**PERINTAH 1**
Tuliskan kembali tanpa perubahan bagian artikel tentang Dewi Sartika yang dimulai dari "Posisi Perempuan di" dan berakhir pada "suami serta anak-anaknya.".

**TEKS DOKUMEN**
# # # # #
INDOZONE.ID - Wanita Indonesia pasti tidak asing dengan nama Raden Dewi Sartika. Dia adalah satu pelopor pendidikan kaum wanita Indonesia yang berasal dari Bandung, Jawa Barat.
Sama halnya dengan R.A Kartini, Dewi Sartika sama-sama berjuang memberikan pendidikan dan pengajaran kepada sesama perempuan.
Tujuan dari pendidikan yang diusung Dewi Sartika adalah untuk menyejajarkan perempuan setara dengan laki-laki.
Posisi Perempuan di Masa Kolonial
Pada saat itu, pendidikan di Hindia Belanda, nama Indonesia di masa penjajahan Belanda, hanya fokus untuk kaum laki-laki.
Dalam memperjuangkan hak mereka untuk mendapatkan pendidikan, perempuan tidak memainkan peran penting untuk memperoleh gelar.
Baca Juga: Kontribusi Nyi Hadjar Dewantara bagi Gerakan Perempuan Masa Kolonial
Perempuan selalu dipandang lemah karena dianggap memiliki takdir untuk menjadi ibu rumah tangga, hanya untuk mengurus dapur dan melayani suami serta anak-anaknya.
Karena itulah, akhirnya Dewi Sartika mendirikan “Sakola Istri” di Bandung, terlepas dari semua pembatasan yang ada pada saat itu.
Pendirian Sakola Istri
Sakola Istri menjadi institusi yang unik bagi para perempuan Bumiputera atau Nusantara.
# # # # #
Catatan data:
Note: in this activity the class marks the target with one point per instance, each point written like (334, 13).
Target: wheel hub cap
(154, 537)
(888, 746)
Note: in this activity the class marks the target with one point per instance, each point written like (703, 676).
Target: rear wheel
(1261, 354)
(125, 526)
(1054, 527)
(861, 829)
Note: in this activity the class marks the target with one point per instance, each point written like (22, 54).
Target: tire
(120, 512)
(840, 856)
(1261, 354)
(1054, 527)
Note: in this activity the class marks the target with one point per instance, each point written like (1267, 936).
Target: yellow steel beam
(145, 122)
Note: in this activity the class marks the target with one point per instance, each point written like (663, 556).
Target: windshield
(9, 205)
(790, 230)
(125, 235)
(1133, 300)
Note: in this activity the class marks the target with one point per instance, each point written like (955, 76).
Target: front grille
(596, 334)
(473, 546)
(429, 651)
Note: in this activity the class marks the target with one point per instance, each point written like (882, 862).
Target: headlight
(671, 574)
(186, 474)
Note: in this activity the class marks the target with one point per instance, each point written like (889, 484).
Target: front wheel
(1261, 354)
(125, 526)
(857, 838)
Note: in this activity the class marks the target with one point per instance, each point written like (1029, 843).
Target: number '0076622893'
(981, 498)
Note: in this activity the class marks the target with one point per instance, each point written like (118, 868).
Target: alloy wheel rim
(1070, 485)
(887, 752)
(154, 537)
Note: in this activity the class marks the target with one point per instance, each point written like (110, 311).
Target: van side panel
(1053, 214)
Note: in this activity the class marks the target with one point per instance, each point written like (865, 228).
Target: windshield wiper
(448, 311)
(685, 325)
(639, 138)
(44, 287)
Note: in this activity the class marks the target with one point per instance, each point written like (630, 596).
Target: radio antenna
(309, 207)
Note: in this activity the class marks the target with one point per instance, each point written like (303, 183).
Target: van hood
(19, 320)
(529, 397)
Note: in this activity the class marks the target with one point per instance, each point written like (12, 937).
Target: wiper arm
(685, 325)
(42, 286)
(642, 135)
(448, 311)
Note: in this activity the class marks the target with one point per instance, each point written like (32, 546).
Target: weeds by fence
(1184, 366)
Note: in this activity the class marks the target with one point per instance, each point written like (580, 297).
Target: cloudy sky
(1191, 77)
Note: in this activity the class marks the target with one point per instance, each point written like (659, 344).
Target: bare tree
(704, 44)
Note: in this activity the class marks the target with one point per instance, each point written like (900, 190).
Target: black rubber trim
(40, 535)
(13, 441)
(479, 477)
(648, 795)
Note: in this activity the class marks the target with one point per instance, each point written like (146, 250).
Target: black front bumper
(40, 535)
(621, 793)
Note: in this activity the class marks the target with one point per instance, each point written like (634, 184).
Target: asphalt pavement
# # # # #
**PERINTAH 2**
Ambil dari entri di atas baris-baris yang dimulai dari baris yang memuat "like (12, 937)." dan berakhir pada akhir entri, lalu salin semuanya tanpa perubahan.

**JAWABAN 1**
Posisi Perempuan di Masa Kolonial
Pada saat itu, pendidikan di Hindia Belanda, nama Indonesia di masa penjajahan Belanda, hanya fokus untuk kaum laki-laki.
Dalam memperjuangkan hak mereka untuk mendapatkan pendidikan, perempuan tidak memainkan peran penting untuk memperoleh gelar.
Baca Juga: Kontribusi Nyi Hadjar Dewantara bagi Gerakan Perempuan Masa Kolonial
Perempuan selalu dipandang lemah karena dianggap memiliki takdir untuk menjadi ibu rumah tangga, hanya untuk mengurus dapur dan melayani suami serta anak-anaknya.

**JAWABAN 2**
Note: in this activity the class marks the target with one point per instance, each point written like (12, 937).
Target: wiper arm
(685, 325)
(42, 286)
(642, 135)
(448, 311)
Note: in this activity the class marks the target with one point per instance, each point written like (32, 546).
Target: weeds by fence
(1184, 366)
Note: in this activity the class marks the target with one point per instance, each point written like (580, 297).
Target: cloudy sky
(1191, 77)
Note: in this activity the class marks the target with one point per instance, each point written like (659, 344).
Target: bare tree
(704, 44)
Note: in this activity the class marks the target with one point per instance, each point written like (900, 190).
Target: black rubber trim
(40, 535)
(13, 441)
(479, 477)
(648, 795)
Note: in this activity the class marks the target with one point per instance, each point written like (146, 250).
Target: black front bumper
(40, 535)
(621, 793)
Note: in this activity the class marks the target with one point per instance, each point written like (634, 184).
Target: asphalt pavement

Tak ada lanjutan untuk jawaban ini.